_Письменное задание:_
Отберите из записей ниже все строки, содержащие слово «below», с учетом регистра.

┏━━

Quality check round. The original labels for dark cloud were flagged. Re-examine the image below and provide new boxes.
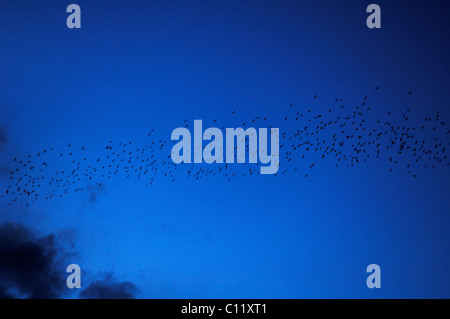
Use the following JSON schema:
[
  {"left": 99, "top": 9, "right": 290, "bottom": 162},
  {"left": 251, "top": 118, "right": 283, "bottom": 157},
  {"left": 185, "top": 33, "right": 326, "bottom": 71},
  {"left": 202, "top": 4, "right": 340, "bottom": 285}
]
[
  {"left": 80, "top": 274, "right": 139, "bottom": 299},
  {"left": 0, "top": 223, "right": 67, "bottom": 299}
]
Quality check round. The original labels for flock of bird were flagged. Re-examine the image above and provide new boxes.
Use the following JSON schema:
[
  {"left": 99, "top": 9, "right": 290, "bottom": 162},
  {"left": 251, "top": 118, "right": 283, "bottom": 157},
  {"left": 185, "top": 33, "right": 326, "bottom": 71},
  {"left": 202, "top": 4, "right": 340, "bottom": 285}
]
[{"left": 0, "top": 87, "right": 450, "bottom": 206}]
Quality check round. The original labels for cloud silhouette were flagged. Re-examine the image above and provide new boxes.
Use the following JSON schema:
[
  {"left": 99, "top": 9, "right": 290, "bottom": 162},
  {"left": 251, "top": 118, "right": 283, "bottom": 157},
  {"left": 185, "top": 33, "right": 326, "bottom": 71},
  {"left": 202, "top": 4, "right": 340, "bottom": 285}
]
[
  {"left": 80, "top": 273, "right": 139, "bottom": 299},
  {"left": 0, "top": 223, "right": 67, "bottom": 299}
]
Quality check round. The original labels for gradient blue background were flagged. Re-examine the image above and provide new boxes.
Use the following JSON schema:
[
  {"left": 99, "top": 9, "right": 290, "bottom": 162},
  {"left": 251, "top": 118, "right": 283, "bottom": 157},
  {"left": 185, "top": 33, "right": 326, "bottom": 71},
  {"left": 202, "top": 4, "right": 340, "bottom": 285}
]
[{"left": 0, "top": 0, "right": 450, "bottom": 298}]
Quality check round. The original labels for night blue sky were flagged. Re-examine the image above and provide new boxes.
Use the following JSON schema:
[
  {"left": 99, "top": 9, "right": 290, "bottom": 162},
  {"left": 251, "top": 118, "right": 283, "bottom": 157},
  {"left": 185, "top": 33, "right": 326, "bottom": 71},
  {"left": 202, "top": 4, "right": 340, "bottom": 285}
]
[{"left": 0, "top": 0, "right": 450, "bottom": 298}]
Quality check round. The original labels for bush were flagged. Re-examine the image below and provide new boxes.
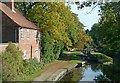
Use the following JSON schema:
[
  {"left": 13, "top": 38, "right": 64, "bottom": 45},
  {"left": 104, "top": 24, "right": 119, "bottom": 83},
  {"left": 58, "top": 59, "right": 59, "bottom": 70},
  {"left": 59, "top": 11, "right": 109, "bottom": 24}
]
[
  {"left": 2, "top": 43, "right": 23, "bottom": 81},
  {"left": 92, "top": 52, "right": 113, "bottom": 62}
]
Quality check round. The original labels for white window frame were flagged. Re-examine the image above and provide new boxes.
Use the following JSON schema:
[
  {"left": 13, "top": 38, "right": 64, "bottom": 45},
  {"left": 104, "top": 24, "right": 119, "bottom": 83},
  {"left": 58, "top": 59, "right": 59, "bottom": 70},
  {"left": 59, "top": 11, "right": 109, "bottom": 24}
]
[
  {"left": 27, "top": 29, "right": 30, "bottom": 39},
  {"left": 23, "top": 50, "right": 27, "bottom": 60},
  {"left": 20, "top": 29, "right": 24, "bottom": 40}
]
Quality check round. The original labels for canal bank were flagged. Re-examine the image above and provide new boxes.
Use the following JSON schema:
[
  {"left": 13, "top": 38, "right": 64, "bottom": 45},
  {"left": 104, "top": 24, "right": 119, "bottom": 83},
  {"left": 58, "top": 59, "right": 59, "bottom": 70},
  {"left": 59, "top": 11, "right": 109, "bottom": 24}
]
[{"left": 33, "top": 60, "right": 77, "bottom": 82}]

┗━━

_Ответ:_
Quality check round. The original labels for dark cloud were flagged. Re-examine the image below and provide new boxes.
Quality check round. The original labels for bush were flagged. Re-examine the image below and provide new boxes.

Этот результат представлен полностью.